→ Übungsaufgaben:
1) Beantworten Sie anhand des Textes zur funktionalen Sicherheit diese Fragen:
(a) Welche Norm wird für Baumaschinen genannt?
(b) Welche Abteilung leitet Zach McClellan heute?
(c) Was würde laut Text mit einer Drohne geschehen, wenn man ihr System einfach abschaltet?
2) Aktualisieren Sie im Text zur funktionalen Sicherheit die Passage zwischen „Funktionale Sicherheit –“ und „Fahrzeugs zu gewährleisten.“ einschließlich, indem Sie „Cybersecurity“ durch „IT-Sicherheit“ ersetzen.

→ Vorliegender Auszug:
Funktionale Sicherheit – Notfallplan

Wenn kein Mensch mehr bei einer Fehlfunktion rechtzeitig eingreifen kann, muss die Technik besonders sicher sein. Spezielle Elektronik und neue Prüfverfahren sind notwendig, um die funktionale Sicherheit bzw. Cybersecurity eines autonomen Fahrzeugs zu gewährleisten.

Vertrauen in die Technik ist das A und O für den Erfolg autonomer Fahrzeuge. Die eingesetzten Systeme müssen nicht nur sehr zuverlässig sein, sondern im Falle eines technischen Defektes auch so ausgelegt werden, dass das Versagen nicht zu einer Gefährdung von Mensch und System führt. Die entsprechenden Anforderungen und Verfahren dazu werden unter dem Begriff „Funktionale Sicherheit“ zusammengefasst. „Die Transformation der Automotive-Industrie verlangt im Grunde von der Öffentlichkeit, ihr Leben einem Computer und einer Maschine anzuvertrauen“, so Zach McClellan. Der ehemalige Baseballstar leitet heute die Schulungsabteilung des US-amerikanischen Engineering-Dienstleisters LHP. „Ganz praktisch gesprochen ist Funktionale Sicherheit definiert als die Maßnahmen, die Ingenieure und Organisationen zur Vermeidung von Fehlern unternehmen, die der Öffentlichkeit Schaden zufügen.“

Einfach abschalten geht nicht

Bei autonomen Fahrzeugen genügt es nicht, ein System einfach abzuschalten, um in einen sicheren Zustand zu kommen – eine Drohne würde vom Himmel fallen oder ein Auto unkontrolliert eine Vollbremsung ausführen. Das bedeutet, dass kritische Systeme eine bestimmte Zeit, auch nachdem ein Fehler aufgetreten ist, noch am Leben gehalten werden. Ein Notfallplan muss her, und der muss schon bei der Entwicklung eines autonomen Fahrzeugs definiert werden. Bereits heute gibt es entsprechende Normen, die dazu erforderliche Methoden in der Entwicklung und Produktion definieren: Zum Beispiel ISO 26262 für Straßenfahrzeuge, ISO 25119 für landwirtschaftliche Fahrzeuge oder ISO 15998 für Baumaschinen.

→ Bereitgestellte Daten:
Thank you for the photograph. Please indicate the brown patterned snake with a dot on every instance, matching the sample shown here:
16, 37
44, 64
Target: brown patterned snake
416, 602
==
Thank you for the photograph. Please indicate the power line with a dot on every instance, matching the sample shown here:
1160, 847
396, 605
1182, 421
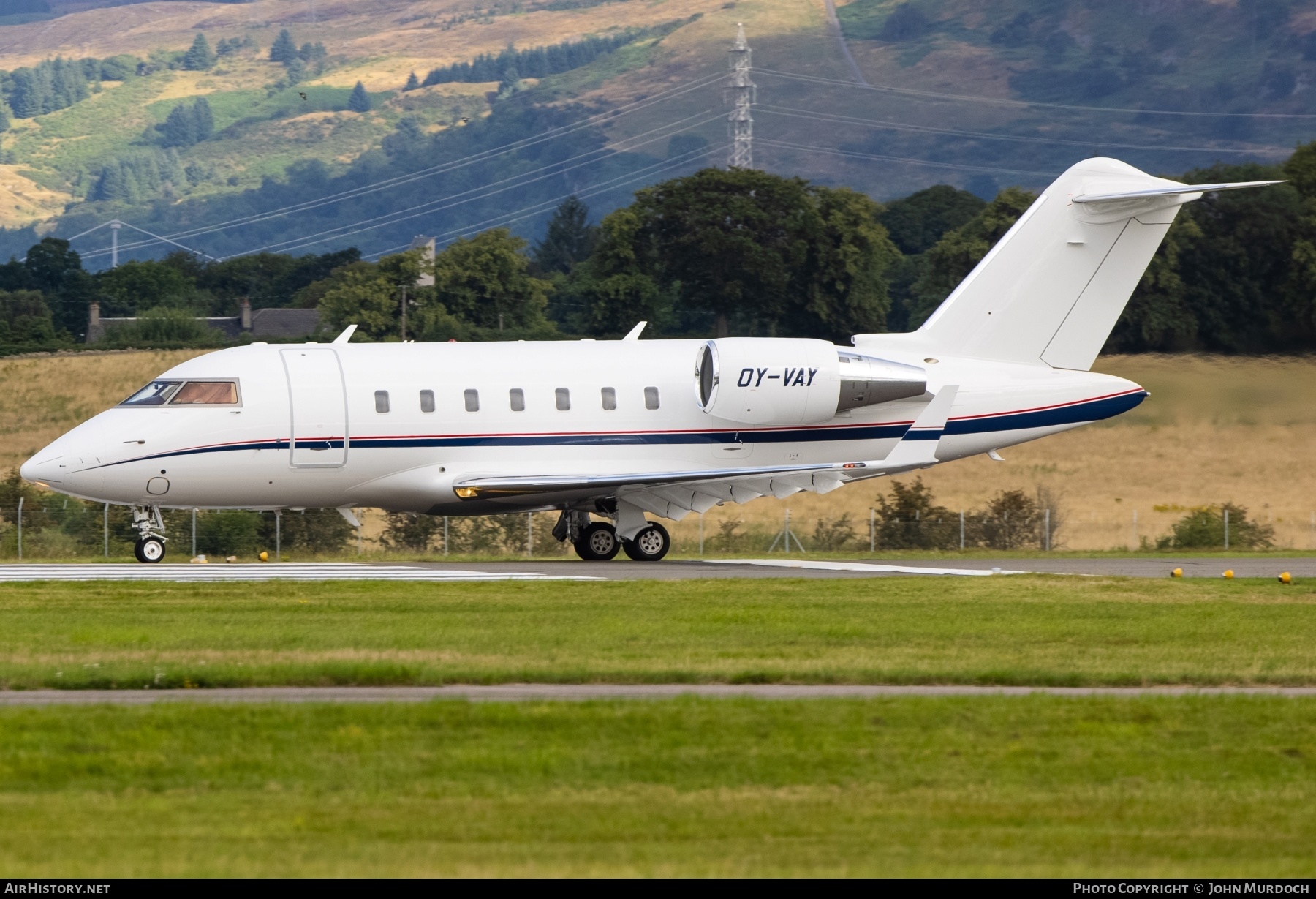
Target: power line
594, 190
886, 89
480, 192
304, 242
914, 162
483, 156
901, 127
* * *
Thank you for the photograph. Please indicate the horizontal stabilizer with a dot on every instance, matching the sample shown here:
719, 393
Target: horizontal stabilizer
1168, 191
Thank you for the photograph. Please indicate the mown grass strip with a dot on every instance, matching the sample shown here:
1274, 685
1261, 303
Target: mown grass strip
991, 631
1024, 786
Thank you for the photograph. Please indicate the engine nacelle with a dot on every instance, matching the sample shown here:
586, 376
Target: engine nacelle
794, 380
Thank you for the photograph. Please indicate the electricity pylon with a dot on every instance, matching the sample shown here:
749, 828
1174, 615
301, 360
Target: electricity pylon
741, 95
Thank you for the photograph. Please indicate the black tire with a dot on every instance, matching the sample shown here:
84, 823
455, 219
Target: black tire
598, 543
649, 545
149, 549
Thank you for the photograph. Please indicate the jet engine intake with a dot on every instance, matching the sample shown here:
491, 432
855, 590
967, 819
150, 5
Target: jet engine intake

→ Lösungen zur Übung:
1)
(a) ISO 15998
(b) Die Schulungsabteilung des US-amerikanischen Engineering-Dienstleisters LHP
(c) Sie würde vom Himmel fallen.

2)
Funktionale Sicherheit – Notfallplan

Wenn kein Mensch mehr bei einer Fehlfunktion rechtzeitig eingreifen kann, muss die Technik besonders sicher sein. Spezielle Elektronik und neue Prüfverfahren sind notwendig, um die funktionale Sicherheit bzw. IT-Sicherheit eines autonomen Fahrzeugs zu gewährleisten.